Extract every entry word for word. Skip the pictures.

SUPPLIED INFORMATION:
———
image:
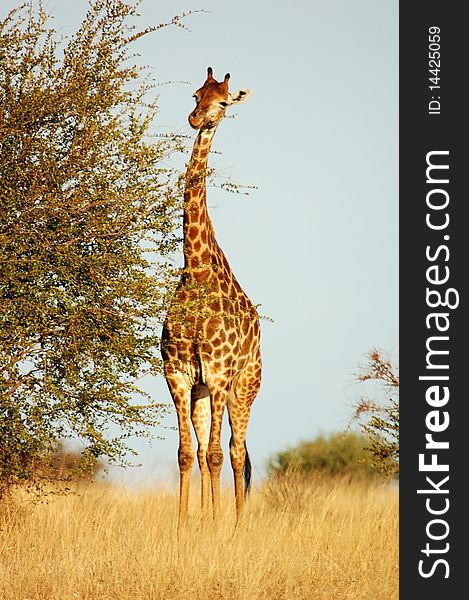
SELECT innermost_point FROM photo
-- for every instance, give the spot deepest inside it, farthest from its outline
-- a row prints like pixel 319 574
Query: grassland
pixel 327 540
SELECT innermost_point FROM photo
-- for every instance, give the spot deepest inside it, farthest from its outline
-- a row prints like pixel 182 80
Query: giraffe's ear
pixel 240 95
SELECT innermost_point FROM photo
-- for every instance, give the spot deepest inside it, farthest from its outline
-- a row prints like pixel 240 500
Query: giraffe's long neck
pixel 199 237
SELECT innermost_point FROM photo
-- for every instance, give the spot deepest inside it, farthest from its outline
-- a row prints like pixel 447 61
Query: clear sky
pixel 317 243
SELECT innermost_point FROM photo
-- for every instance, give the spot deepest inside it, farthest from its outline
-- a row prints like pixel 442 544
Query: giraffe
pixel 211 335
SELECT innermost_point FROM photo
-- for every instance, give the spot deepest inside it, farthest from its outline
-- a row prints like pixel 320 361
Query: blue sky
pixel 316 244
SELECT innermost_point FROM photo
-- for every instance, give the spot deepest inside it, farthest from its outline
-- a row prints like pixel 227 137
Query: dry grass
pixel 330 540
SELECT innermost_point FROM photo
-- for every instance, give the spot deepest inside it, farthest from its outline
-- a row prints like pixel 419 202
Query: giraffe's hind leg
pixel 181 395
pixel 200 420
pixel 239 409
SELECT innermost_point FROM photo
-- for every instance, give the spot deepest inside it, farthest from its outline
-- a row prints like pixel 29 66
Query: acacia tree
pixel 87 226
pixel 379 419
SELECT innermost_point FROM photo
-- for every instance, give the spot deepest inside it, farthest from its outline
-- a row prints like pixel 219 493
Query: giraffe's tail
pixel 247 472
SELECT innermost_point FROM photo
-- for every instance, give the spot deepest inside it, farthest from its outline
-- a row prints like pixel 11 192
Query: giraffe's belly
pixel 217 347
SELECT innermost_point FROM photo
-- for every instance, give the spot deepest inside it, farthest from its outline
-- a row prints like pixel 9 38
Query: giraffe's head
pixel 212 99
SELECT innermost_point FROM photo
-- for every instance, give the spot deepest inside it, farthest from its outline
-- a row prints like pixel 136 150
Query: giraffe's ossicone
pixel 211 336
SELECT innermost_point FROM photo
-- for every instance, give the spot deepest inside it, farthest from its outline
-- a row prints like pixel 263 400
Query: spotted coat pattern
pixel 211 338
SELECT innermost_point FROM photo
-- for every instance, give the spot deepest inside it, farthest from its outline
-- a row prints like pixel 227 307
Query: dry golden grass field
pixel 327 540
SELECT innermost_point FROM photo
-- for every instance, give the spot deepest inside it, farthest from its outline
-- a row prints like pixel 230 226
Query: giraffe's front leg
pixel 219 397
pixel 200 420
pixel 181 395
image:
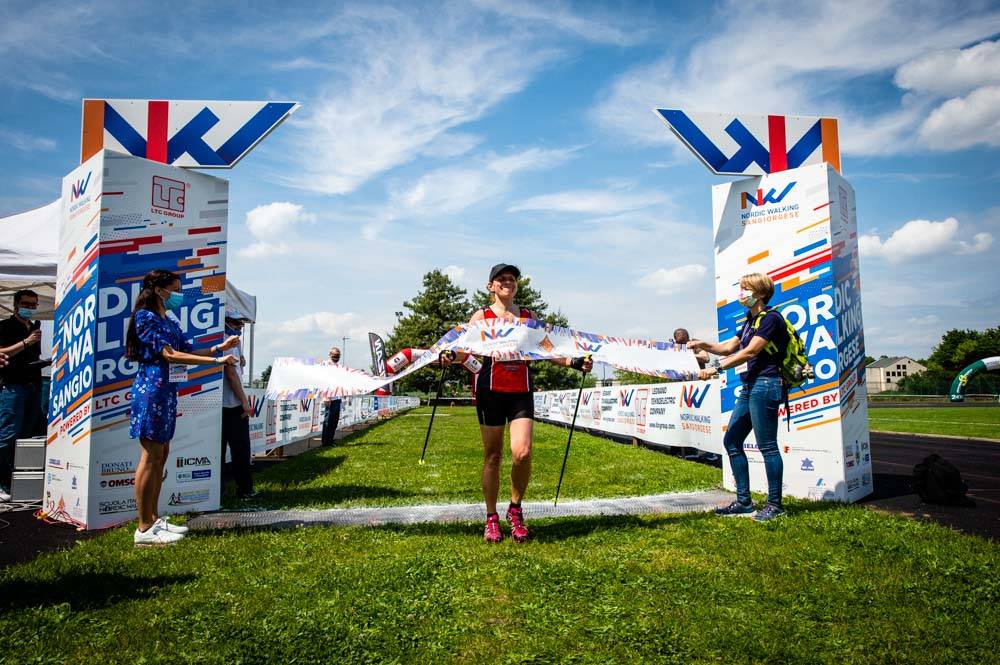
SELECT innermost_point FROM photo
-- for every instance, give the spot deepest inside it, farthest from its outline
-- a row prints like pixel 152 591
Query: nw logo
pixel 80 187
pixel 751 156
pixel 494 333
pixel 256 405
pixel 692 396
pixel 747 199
———
TASK ANSWER:
image:
SELECT innermost_point FROM photo
-- for every instance, give the spot deepest inside it, farthest from its outline
-- a row prints like pixel 319 574
Query: grassland
pixel 327 540
SELECT innermost_point FROM photo
-- for every instance, give the spot deepest inside it, farthest from its outline
-- a row prints like pixel 182 80
Query: giraffe's ear
pixel 240 95
SELECT innermost_point FROM photo
-- for every instance, give the spot deepest inside it, farthest from its outline
-- a row prints like pixel 240 500
Query: giraffe's long neck
pixel 199 237
SELECT innermost_point FROM photo
-- for every instance, give the spot deepest inside it, farthest from its outline
-- a row prints like pixel 447 61
Query: clear sky
pixel 317 243
SELECT innermost_point FROM photo
-- for every instance, give the spot deepest inside it, farthest from its outline
-- a row prints like pixel 442 544
Query: giraffe
pixel 211 335
SELECT innermost_point FROM photo
-- for every instance, give the spot deepest inside it, farthest from its outline
-- a row prints like pixel 320 361
Query: blue sky
pixel 316 244
SELECT innermost_point FROM photo
-- for every instance, give the spot deepest inside it, farthest from its outline
-- a row prints like pixel 227 137
Query: dry grass
pixel 330 540
SELECT innermost_point FROM photo
-- for every instance, give the spot deepest inside it, farthest from its outline
-- a row prints like pixel 419 202
Query: giraffe's hind leg
pixel 181 395
pixel 200 420
pixel 239 409
SELECT innermost_point FROM photo
-- for every instance, give the spot deepest inside it, farthest from its outline
-- a row prints like pixel 29 66
Query: acacia tree
pixel 87 226
pixel 379 419
SELECT innermost_point FROM photo
-- for every instance, give the spot deepest inside it, farthest from its outline
-- a row prints like pixel 219 493
Query: giraffe's tail
pixel 247 472
SELECT innermost_point FROM photo
-- for every instance, give the spot deepest inside it, farthest from its outline
-- a row prints like pixel 11 192
Query: giraffe's belly
pixel 217 347
SELECT innermost_point FROM photo
-- for every instance, give the spot deepest inside it, farthest from its outline
-- a row prints like pixel 9 38
Query: giraffe's head
pixel 212 99
SELECT innermost_point FROM photo
-- for every instance, give the spot deepest inside it, farthest from its outline
-- a row prints like pixel 136 150
Query: giraffe's ossicone
pixel 211 336
SELECT innermost_point FROM photo
-- for every instance, give the spot deepest inside it, farthest from its outline
-- a row prints like pixel 263 400
Query: spotted coat pattern
pixel 211 338
SELECT innermost_point FROM photo
-- for every instance, give the spot deepest inside it, farthest from its outline
-- a row prints like pixel 227 307
Query: dry golden grass field
pixel 327 540
SELECT innermost_point FROM photo
-- for every instance, give the spot deepest inside it, farthest from its outline
-- a row prints like pixel 230 226
Query: giraffe's front leg
pixel 219 397
pixel 200 420
pixel 181 395
image:
SELECT innermost_point FROM photo
-- for every instance, give the spot deepest inside it, farthest from its outline
-- a row prints like pixel 152 591
Query: nw logo
pixel 80 187
pixel 751 156
pixel 494 333
pixel 256 405
pixel 692 396
pixel 747 199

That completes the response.